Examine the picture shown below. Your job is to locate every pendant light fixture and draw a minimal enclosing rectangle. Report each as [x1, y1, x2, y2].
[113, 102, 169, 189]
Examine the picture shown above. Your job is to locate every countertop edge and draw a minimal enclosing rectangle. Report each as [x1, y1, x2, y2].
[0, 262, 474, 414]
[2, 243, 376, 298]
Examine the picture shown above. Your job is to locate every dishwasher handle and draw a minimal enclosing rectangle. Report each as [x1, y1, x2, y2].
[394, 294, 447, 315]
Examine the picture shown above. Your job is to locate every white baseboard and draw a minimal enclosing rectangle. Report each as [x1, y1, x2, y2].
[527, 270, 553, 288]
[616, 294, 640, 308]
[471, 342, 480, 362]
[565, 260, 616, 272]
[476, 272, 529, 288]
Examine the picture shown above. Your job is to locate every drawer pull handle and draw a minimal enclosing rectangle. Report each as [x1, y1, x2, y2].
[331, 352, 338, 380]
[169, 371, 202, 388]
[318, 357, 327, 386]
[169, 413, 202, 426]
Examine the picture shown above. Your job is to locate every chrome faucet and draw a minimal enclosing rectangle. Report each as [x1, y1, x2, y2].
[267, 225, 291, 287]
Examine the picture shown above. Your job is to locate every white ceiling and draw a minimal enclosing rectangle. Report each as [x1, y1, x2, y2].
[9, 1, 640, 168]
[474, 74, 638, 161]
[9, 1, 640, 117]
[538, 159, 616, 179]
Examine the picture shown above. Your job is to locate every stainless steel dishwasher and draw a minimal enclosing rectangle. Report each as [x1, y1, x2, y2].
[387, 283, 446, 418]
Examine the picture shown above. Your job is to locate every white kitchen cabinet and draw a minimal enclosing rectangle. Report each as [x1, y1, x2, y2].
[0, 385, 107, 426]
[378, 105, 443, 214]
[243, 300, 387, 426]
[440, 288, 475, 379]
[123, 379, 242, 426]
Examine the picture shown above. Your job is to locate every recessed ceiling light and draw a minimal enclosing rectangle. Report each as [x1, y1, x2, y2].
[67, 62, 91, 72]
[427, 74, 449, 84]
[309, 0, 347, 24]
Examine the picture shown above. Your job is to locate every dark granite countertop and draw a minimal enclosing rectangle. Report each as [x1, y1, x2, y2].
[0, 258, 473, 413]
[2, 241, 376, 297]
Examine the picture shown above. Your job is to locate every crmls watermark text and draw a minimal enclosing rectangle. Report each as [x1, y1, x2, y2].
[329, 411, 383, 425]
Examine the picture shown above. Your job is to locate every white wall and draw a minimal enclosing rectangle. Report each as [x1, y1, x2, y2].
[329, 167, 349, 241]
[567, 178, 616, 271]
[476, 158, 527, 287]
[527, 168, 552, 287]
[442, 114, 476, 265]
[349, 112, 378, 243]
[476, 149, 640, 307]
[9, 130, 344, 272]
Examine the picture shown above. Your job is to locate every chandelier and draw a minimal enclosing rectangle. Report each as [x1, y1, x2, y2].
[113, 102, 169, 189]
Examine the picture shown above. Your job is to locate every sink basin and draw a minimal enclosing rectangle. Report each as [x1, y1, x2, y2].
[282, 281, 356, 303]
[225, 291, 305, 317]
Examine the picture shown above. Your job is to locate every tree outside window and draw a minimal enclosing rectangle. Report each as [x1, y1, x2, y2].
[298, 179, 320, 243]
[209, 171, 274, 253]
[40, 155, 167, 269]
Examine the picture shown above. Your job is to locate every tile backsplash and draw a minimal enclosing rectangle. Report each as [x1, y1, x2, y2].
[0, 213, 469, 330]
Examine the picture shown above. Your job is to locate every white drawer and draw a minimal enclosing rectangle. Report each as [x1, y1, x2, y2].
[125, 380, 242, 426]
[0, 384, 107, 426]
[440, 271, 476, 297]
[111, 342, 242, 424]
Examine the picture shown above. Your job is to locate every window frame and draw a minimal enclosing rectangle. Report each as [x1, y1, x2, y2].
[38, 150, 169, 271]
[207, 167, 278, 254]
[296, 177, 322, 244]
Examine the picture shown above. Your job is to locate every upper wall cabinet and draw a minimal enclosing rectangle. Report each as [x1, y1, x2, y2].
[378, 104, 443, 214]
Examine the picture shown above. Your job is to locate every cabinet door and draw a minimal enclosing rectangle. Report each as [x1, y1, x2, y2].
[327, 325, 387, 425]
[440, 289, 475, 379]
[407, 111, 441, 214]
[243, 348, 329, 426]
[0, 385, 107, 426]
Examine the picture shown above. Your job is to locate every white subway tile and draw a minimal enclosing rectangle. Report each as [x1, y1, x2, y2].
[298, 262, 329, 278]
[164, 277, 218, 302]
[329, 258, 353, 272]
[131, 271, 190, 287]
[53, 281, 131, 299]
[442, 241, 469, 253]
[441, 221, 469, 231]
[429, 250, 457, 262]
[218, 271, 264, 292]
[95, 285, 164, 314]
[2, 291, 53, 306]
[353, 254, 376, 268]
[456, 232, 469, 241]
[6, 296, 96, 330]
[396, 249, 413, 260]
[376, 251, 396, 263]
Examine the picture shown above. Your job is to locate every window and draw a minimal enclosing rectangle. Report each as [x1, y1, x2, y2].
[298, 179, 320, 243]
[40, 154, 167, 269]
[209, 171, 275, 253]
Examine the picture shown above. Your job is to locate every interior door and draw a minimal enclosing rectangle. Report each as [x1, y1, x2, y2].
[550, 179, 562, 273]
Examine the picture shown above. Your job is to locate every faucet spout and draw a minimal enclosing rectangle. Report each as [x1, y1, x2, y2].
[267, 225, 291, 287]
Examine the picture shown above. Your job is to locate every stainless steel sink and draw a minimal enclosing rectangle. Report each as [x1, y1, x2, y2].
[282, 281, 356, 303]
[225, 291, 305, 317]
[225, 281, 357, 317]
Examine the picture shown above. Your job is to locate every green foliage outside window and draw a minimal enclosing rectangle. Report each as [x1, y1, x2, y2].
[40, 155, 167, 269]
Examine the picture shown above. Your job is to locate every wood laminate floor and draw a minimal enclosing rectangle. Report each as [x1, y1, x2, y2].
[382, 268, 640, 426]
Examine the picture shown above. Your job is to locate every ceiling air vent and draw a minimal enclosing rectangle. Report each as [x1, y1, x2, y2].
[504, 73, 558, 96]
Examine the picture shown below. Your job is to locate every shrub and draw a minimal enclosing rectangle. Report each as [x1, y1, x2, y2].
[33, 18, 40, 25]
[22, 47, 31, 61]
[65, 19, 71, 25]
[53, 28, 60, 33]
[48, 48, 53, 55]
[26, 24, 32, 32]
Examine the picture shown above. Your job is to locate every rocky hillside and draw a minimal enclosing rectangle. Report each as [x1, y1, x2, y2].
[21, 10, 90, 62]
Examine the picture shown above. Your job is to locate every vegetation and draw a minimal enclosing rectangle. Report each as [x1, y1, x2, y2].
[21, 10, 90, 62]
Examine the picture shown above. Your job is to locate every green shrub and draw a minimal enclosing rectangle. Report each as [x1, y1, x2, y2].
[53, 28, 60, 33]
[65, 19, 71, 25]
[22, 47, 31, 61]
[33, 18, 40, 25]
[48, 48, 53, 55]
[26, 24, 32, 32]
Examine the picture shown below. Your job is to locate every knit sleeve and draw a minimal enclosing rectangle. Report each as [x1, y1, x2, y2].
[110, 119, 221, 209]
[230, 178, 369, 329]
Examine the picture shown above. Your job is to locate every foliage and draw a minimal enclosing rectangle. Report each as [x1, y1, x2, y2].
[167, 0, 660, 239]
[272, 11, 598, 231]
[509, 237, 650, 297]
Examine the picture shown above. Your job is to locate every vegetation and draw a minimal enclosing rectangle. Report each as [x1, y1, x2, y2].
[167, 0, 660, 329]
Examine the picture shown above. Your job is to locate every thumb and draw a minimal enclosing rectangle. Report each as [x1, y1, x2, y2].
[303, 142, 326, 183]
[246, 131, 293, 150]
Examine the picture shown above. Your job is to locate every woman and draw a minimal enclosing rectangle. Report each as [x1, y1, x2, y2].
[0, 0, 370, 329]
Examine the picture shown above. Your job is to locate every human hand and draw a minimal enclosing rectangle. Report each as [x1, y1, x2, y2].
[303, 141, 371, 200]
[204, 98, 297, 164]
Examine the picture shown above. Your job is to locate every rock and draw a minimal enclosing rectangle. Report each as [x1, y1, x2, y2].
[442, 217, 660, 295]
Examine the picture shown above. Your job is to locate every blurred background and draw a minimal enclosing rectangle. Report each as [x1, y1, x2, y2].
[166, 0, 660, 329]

====

Rewrite the part of the records that begins with the line containing "locate every knit" and continues through the end of the records as a numbered list, leaving out any blank lines.

> **Result**:
1. Examine the picture shown below. Your job is to locate every knit sleeve and draw a minimal enclosing rectangle. Report each as [x1, y1, x2, y2].
2. [110, 119, 221, 209]
3. [230, 178, 369, 329]
4. Examine the picture shown above. Your job is to locate every foliage and draw a minimal enclosing rectangle. Report each as [x1, y1, x2, y2].
5. [167, 0, 660, 239]
6. [272, 11, 598, 231]
7. [509, 237, 650, 297]
8. Examine the picture shown above. Your job is to locate every vegetation and draw a minimal enclosing rectangle. Report each as [x1, y1, x2, y2].
9. [167, 0, 660, 329]
10. Examine the picture shown above. Your job is to locate every thumb and draw a minimal enclosing rectangle. Report each as [x1, y1, x2, y2].
11. [303, 142, 326, 183]
12. [246, 131, 293, 150]
13. Examine the picture shown above. Your job is to locate every woman and draw a minimal enclosing rectangle. Report each as [x1, y1, x2, y2].
14. [0, 0, 370, 329]
15. Examine the picture shown above. Your job is to locate every human hand and draw a minimal enclosing rectangle. Report each as [x1, y1, x2, y2].
16. [303, 141, 371, 200]
17. [204, 98, 297, 164]
18. Examine the picture shown above. Your job is to locate every rock and draw a minimal enclosing rectangle. Report each as [x1, y1, x2, y2].
19. [442, 217, 660, 295]
20. Examine the picture shown above. Your job is to locate every blurred background and draw a minimal enclosing rectangle. Report each as [x1, y1, x2, y2].
21. [166, 0, 660, 329]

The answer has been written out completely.